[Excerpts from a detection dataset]

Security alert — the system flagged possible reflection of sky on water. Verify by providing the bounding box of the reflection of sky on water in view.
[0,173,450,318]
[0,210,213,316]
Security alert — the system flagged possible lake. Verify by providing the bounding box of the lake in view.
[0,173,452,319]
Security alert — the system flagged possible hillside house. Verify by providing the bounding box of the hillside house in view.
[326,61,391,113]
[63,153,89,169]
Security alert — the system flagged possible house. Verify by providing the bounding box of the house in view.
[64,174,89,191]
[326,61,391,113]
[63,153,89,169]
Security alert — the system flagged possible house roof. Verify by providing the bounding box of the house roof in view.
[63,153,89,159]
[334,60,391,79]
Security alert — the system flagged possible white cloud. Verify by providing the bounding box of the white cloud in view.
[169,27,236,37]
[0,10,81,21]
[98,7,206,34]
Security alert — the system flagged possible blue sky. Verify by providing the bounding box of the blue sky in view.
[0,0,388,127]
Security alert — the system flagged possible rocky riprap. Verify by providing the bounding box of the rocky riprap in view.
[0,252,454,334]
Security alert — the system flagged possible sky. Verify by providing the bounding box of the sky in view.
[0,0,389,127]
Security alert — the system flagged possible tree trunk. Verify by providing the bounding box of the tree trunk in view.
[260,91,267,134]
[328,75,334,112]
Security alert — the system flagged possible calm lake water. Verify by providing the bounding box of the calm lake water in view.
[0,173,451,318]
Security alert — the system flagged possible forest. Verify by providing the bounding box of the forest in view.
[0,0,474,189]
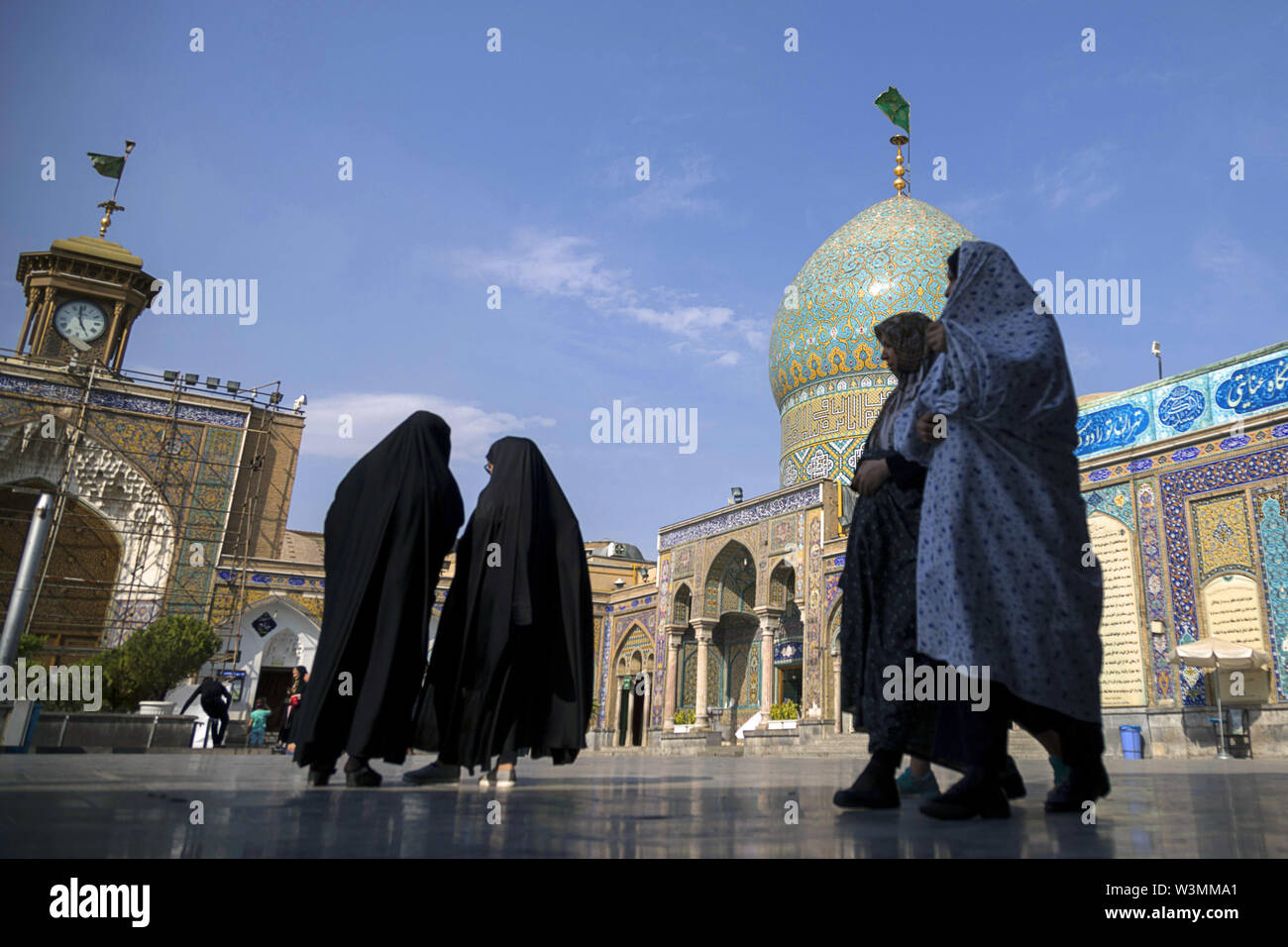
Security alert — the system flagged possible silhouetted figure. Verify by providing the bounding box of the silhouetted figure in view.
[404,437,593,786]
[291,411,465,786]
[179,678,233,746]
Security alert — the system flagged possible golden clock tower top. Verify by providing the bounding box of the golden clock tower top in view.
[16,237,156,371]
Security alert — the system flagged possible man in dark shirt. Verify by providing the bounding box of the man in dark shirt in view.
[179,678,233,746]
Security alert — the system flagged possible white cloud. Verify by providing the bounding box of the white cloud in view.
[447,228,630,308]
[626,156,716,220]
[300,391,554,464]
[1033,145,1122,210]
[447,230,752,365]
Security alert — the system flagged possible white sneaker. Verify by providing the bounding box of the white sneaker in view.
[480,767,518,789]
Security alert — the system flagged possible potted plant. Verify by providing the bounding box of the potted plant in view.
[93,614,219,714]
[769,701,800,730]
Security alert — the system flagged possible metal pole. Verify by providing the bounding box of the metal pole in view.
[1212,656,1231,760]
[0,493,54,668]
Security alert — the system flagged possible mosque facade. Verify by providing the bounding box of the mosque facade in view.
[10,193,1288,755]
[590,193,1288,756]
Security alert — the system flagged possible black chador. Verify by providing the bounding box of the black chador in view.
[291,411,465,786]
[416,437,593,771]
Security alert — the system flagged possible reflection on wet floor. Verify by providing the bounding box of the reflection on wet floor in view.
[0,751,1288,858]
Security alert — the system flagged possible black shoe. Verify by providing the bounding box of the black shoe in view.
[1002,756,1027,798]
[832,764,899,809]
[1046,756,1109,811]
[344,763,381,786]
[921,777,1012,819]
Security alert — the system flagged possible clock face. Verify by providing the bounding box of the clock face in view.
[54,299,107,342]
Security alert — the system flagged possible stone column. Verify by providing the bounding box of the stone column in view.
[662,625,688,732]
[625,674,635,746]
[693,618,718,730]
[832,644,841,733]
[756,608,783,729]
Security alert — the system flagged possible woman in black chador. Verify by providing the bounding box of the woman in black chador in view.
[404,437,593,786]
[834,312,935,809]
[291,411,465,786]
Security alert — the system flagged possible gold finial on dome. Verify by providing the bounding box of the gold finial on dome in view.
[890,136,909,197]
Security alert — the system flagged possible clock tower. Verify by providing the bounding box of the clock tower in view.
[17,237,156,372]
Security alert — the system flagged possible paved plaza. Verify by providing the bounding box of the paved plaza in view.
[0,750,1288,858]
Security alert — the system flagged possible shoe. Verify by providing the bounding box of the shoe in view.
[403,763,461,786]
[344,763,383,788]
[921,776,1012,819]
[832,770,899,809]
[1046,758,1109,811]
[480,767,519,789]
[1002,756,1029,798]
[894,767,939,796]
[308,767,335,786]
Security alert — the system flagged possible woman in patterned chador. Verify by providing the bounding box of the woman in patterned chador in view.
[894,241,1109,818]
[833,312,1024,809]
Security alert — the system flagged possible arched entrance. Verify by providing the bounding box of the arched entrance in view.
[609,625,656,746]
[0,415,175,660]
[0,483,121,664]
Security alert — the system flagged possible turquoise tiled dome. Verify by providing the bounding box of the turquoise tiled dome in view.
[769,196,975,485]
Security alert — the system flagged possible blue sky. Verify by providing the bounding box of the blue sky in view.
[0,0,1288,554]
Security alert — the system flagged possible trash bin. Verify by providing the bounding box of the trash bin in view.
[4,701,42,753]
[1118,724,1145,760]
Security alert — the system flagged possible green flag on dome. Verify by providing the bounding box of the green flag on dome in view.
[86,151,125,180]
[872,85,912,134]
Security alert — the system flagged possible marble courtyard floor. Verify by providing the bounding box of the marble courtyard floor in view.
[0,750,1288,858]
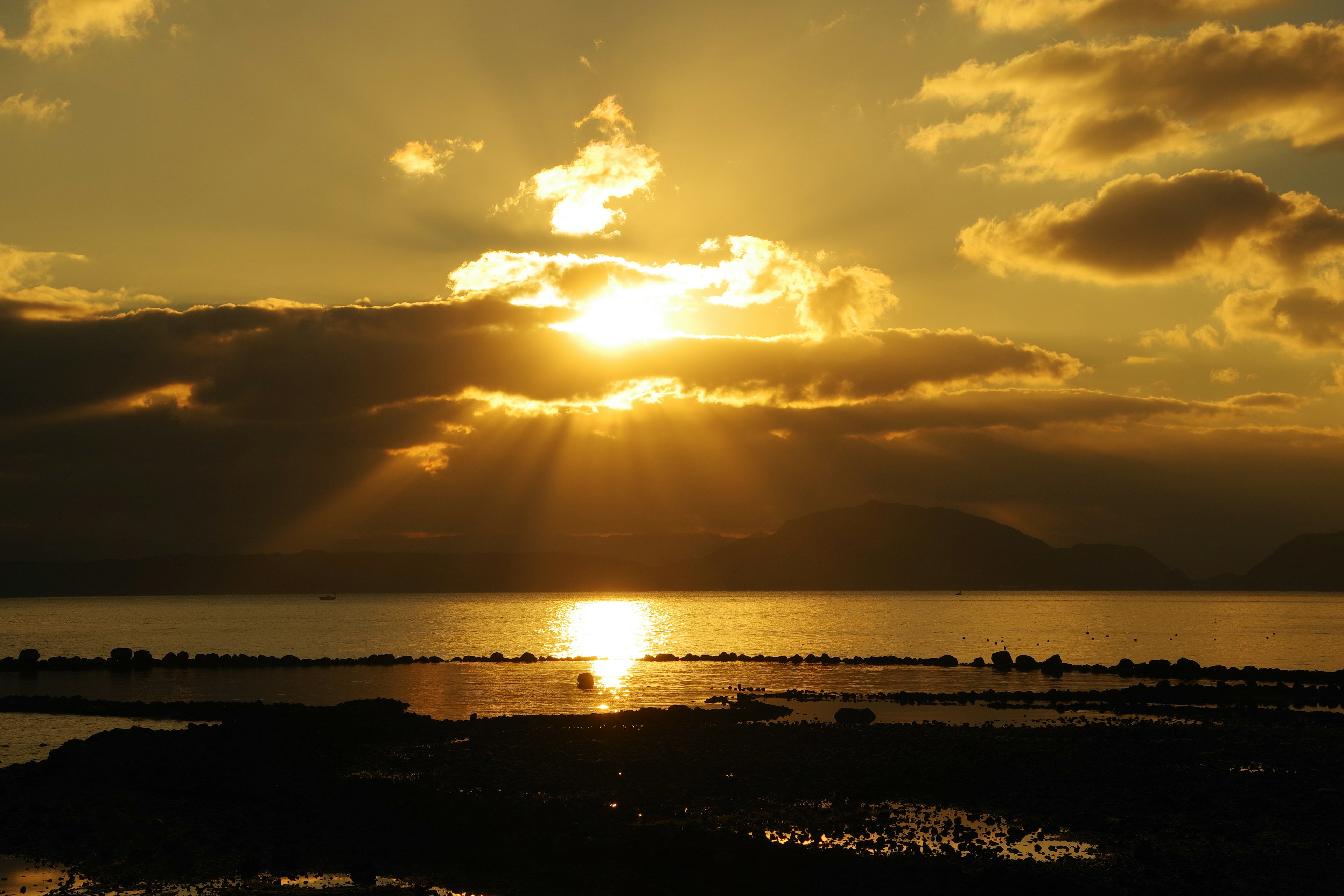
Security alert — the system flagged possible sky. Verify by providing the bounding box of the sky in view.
* * *
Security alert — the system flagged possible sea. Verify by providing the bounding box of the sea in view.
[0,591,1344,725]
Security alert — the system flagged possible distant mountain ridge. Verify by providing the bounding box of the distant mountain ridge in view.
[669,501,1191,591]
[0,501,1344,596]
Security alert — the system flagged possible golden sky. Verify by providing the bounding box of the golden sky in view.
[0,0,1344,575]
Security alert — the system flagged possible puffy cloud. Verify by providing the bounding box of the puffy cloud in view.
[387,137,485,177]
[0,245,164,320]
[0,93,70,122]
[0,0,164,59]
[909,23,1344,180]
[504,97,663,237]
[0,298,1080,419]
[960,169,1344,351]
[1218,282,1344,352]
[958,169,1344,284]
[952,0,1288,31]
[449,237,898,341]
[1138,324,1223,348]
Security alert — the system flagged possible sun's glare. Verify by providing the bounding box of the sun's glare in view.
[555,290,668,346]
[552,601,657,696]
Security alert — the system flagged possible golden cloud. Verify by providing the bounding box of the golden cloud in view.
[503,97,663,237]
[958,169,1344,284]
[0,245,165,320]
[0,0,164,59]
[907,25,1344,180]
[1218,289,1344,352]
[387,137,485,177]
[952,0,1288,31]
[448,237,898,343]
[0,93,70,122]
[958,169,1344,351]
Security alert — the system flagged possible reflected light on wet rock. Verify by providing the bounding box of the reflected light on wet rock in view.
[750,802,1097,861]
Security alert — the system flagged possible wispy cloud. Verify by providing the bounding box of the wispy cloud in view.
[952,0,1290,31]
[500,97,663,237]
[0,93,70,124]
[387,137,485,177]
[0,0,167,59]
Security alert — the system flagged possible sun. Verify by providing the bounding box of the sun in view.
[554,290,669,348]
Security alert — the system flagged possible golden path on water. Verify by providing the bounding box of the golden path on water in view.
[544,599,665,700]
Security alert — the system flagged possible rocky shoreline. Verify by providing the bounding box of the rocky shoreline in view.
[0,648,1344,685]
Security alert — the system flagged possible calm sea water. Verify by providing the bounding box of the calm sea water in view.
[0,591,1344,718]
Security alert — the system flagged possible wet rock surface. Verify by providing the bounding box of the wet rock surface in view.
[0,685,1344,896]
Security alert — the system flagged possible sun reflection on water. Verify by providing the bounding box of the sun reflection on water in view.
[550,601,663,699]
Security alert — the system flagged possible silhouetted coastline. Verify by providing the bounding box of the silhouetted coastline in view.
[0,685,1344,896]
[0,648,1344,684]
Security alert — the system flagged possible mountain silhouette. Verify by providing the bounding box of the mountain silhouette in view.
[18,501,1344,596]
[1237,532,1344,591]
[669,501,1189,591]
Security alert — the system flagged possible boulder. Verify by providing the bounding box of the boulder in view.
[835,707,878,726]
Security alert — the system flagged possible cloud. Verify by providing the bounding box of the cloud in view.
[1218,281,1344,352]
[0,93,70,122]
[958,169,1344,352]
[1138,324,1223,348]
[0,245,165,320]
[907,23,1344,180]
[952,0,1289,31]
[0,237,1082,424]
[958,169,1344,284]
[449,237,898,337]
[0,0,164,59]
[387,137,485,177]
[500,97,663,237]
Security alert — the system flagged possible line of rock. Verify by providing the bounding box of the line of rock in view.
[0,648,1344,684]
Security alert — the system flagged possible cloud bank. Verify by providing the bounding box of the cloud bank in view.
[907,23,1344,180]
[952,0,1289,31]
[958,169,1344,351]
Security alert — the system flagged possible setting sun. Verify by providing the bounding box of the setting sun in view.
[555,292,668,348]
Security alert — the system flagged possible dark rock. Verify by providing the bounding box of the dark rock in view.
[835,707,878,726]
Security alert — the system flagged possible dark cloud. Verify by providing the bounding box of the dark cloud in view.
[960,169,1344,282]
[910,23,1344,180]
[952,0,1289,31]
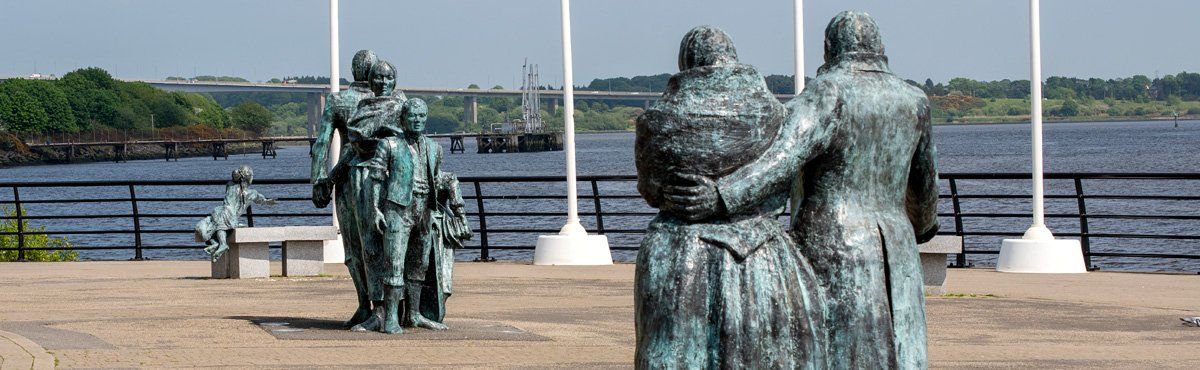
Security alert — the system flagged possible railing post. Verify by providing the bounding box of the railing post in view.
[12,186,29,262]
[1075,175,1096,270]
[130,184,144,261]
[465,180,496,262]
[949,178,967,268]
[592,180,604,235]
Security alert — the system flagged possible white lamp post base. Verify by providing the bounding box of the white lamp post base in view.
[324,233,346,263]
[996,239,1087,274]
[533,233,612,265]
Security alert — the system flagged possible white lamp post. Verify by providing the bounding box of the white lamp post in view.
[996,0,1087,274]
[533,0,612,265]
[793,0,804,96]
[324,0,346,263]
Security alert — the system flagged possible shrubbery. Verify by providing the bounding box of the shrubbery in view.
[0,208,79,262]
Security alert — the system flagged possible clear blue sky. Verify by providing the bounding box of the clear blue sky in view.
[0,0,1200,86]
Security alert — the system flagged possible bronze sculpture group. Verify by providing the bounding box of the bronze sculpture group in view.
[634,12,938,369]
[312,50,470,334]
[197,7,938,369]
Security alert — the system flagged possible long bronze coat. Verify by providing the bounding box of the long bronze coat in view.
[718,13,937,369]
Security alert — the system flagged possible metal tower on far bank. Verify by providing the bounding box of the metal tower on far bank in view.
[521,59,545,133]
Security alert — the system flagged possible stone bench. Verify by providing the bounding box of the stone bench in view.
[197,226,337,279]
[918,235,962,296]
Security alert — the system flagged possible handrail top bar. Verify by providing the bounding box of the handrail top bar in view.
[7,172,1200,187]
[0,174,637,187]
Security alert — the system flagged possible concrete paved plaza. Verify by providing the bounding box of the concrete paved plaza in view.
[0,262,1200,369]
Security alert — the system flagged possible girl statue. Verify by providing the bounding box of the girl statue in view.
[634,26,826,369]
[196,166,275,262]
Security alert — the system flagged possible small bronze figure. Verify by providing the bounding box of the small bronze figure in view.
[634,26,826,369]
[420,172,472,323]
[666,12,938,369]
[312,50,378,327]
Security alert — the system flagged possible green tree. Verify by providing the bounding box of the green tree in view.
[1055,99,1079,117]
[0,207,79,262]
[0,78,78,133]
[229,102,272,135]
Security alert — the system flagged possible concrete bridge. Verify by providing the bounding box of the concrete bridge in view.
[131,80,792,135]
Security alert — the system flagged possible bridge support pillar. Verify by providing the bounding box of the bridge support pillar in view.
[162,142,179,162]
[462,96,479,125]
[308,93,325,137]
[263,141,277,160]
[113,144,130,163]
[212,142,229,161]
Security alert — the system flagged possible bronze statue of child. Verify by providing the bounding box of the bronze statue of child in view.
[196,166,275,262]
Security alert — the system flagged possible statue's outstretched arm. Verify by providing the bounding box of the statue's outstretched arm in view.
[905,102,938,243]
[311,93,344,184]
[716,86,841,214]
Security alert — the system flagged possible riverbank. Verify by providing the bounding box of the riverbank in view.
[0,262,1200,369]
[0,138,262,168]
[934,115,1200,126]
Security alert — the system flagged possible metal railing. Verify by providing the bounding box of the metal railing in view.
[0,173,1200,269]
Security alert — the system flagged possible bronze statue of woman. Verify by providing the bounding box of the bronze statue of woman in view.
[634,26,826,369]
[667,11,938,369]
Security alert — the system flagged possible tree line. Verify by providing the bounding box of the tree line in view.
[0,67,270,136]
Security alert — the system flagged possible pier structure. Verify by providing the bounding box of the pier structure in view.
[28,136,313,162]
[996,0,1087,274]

(What this task involves): Edit the rows beginning with the line that contains "Security alert — the system flagged possible rocky shoreline." and continuing through the line that contains "[669,501,1189,591]", replacing "Verify" with "Confirm" and leaving everything else unchanged. Return only those rows.

(Task answer):
Security alert — the system flagged possible rocky shoreline. Confirm by providing the bounding box of the rocky shoreline in view.
[0,648,1344,685]
Security alert — the system flagged possible calm sea water. Confirm by providing the bounding box of the calm sea water in view.
[0,591,1344,718]
Security alert — the system flagged possible wet rock surface. Confirm by providing the bounding box of the wet rock surface in view.
[0,685,1344,896]
Security alert — the system flagged possible sun reflection on water. Confirm by providing the bounding box of the sun reflection on water in view.
[550,601,663,699]
Security alert — the system flagged possible silhouetted coastline. Confirm by providing the bounding box of the silhouetted coastline in view.
[0,685,1344,896]
[0,648,1344,684]
Security alert — the system flagged possible mountain silhouette. Confirm by providing the bounding box of the mountain silhouette in view.
[18,501,1344,596]
[1237,532,1344,591]
[669,501,1189,591]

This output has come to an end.